§ Passage fourni:
Même son de cloche du côté du journaliste indépendant Frédérick Lavoie qui vient de remporter le prix du Gouverneur général pour son ouvrage de non-fiction intitulé Avant l’après : Voyages à Cuba avec George Orwell. « Il faut incarner le sujet, raconter une histoire, car tout le monde aime se faire raconter des histoires, estime-t-il. Pour intéresser le public, il faut être décomplexé sur les façons de raconter, utiliser les outils que nous donne la littérature tout en gardant la rigueur journalistique. » Dans Avant l’après, Frédérick Lavoie joue ainsi avec les styles, n’hésitant pas à inclure un poème ou une scène de théâtre, tout en restant factuellement irréprochable.

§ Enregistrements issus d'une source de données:

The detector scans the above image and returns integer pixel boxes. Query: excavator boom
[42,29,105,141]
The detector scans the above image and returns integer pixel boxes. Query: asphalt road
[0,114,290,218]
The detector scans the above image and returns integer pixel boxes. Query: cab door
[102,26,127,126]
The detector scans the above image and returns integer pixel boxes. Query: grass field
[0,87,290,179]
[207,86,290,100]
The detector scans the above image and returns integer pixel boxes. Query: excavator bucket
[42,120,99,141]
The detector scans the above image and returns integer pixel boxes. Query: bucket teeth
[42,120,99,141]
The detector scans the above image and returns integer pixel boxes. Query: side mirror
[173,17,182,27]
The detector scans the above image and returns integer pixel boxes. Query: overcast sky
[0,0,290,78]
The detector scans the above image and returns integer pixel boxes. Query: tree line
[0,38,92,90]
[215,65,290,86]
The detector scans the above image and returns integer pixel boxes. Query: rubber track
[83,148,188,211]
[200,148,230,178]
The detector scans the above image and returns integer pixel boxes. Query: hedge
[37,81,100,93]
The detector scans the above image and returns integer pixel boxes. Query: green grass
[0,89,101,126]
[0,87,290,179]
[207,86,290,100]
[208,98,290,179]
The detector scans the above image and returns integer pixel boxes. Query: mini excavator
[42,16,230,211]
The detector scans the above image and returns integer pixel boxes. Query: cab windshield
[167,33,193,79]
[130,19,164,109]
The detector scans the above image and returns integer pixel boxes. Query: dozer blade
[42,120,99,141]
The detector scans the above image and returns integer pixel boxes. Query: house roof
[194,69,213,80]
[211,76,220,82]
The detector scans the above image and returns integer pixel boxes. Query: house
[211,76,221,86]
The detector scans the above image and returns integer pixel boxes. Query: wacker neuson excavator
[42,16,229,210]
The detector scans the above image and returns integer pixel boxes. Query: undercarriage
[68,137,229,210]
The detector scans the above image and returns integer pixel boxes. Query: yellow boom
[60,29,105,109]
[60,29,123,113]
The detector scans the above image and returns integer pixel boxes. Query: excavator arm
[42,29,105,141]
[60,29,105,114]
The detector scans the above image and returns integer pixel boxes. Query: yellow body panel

§ Tâches:
**A.** Recopiez tout ce qui va de « Même son de » jusqu'à « restant factuellement irréprochable. » dans le passage fourni.
**B.** D'après le passage fourni, pourquoi Frédérick Lavoie estime-t-il qu'il faut raconter une histoire ? Répondez en une à trois phrases.
Ce matériel provient d'une autre source que le passage fourni.

§ Réponses:
**A.**
Même son de cloche du côté du journaliste indépendant Frédérick Lavoie qui vient de remporter le prix du Gouverneur général pour son ouvrage de non-fiction intitulé Avant l’après : Voyages à Cuba avec George Orwell. « Il faut incarner le sujet, raconter une histoire, car tout le monde aime se faire raconter des histoires, estime-t-il. Pour intéresser le public, il faut être décomplexé sur les façons de raconter, utiliser les outils que nous donne la littérature tout en gardant la rigueur journalistique. » Dans Avant l’après, Frédérick Lavoie joue ainsi avec les styles, n’hésitant pas à inclure un poème ou une scène de théâtre, tout en restant factuellement irréprochable.

**B.** Selon Frédérick Lavoie, il faut raconter une histoire parce que tout le monde aime se faire raconter des histoires.